● **GOAL OF THE EXERCISE**:
Rescale the entries between the lines holding "Every instance of the marten's eye" and "<point>190,226</point>", inclusive. Reproduce only these lines, with every coordinate in the answer multiplied by 0.85 and rounded to a whole number, halves up, while the first line and its sample point stay unchanged.

● **RECORDS SHOWN**:
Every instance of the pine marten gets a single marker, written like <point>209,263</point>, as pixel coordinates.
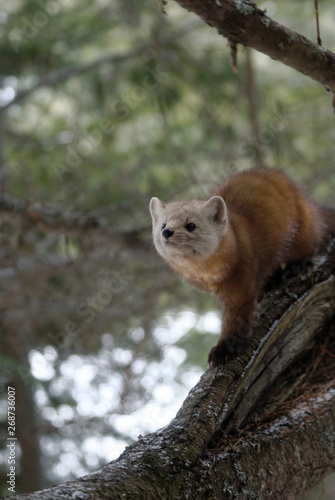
<point>231,244</point>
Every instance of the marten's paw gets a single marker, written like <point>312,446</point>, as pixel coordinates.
<point>225,351</point>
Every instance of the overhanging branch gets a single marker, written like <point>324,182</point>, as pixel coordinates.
<point>240,21</point>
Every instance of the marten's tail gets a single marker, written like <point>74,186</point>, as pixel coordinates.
<point>328,220</point>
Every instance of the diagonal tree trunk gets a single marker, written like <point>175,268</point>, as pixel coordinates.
<point>234,436</point>
<point>240,21</point>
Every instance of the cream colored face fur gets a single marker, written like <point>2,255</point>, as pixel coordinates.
<point>196,228</point>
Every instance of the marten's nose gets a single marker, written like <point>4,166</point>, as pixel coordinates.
<point>167,233</point>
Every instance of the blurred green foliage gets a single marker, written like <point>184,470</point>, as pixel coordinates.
<point>104,105</point>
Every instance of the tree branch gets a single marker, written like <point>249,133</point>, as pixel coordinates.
<point>240,21</point>
<point>207,451</point>
<point>59,76</point>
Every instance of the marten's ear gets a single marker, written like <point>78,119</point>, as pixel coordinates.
<point>215,209</point>
<point>156,208</point>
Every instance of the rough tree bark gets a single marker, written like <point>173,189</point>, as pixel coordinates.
<point>241,22</point>
<point>233,438</point>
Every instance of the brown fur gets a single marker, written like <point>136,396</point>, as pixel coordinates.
<point>263,222</point>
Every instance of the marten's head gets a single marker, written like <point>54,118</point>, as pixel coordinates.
<point>188,229</point>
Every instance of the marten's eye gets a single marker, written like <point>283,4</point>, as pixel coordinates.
<point>190,226</point>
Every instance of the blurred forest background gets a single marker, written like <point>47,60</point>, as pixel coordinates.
<point>102,105</point>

● **SOLVED EXERCISE**:
Every instance of the marten's eye gets a single marker, written like <point>283,4</point>, as pixel coordinates.
<point>162,192</point>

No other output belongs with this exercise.